======== Ausgewählter Text ========

Protocol of the Session on February 23, 2012

Ein weiterer wichtiger Punkt in der gemeinsamen Beschlussempfehlung ist die Forderung nach der Entwicklung transparenter Anrechnungsverfahren zwischen Hochschulen und Bildungsträgern. Eine bundeseinheitliche Lösung wäre hier sicherlich wünschenswert, aber wir wollen nicht länger warten, sondern auf Landesebene mit gutem Beispiel vorangehen, wobei hier in der Praxis sicherlich die größte Herausforderung liegt.

Wichtig war uns auch, die Anstrengungen der Hochschulen im Rahmen der Offenen Hochschule sowohl durch ein Anreizsystem als auch durch Zielvereinbarungen zu unterstützen. Nur wenn die Offene Hochschule verbindliche Rahmenbedingungen erhält und den Hochschulen klare Vorgaben gemacht werden, wird das Projekt gelingen.

======== Bereitgestellte Zeilen ========

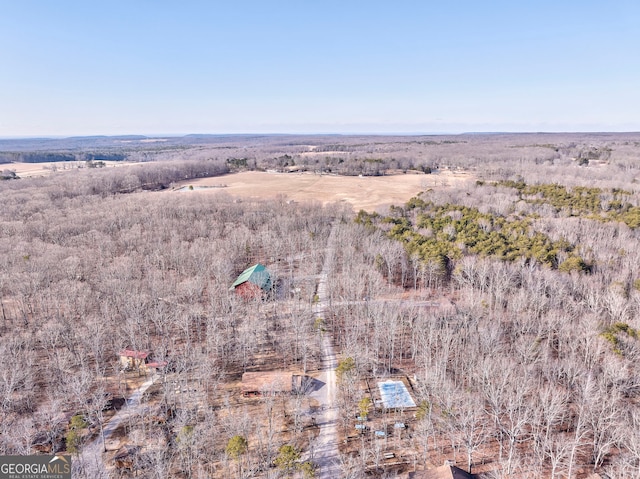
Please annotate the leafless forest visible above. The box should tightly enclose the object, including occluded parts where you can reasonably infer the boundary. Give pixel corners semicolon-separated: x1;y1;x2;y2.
0;134;640;479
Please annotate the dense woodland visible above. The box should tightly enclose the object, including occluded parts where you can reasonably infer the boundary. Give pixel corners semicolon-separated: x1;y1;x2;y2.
0;134;640;478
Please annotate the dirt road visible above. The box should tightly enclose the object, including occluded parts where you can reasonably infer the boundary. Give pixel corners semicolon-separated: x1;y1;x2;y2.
72;376;158;479
310;227;340;479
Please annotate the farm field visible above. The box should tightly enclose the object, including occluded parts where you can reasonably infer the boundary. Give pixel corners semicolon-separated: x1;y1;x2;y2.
174;171;472;211
6;160;137;178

========

> _Aufgabe_: Zitiere aus dem Text zur Offenen Hochschule wortgetreu die Passage von „Ein weiterer wichtiger“ bis einschließlich „größte Herausforderung liegt.“.

> _Antwort_:
Ein weiterer wichtiger Punkt in der gemeinsamen Beschlussempfehlung ist die Forderung nach der Entwicklung transparenter Anrechnungsverfahren zwischen Hochschulen und Bildungsträgern. Eine bundeseinheitliche Lösung wäre hier sicherlich wünschenswert, aber wir wollen nicht länger warten, sondern auf Landesebene mit gutem Beispiel vorangehen, wobei hier in der Praxis sicherlich die größte Herausforderung liegt.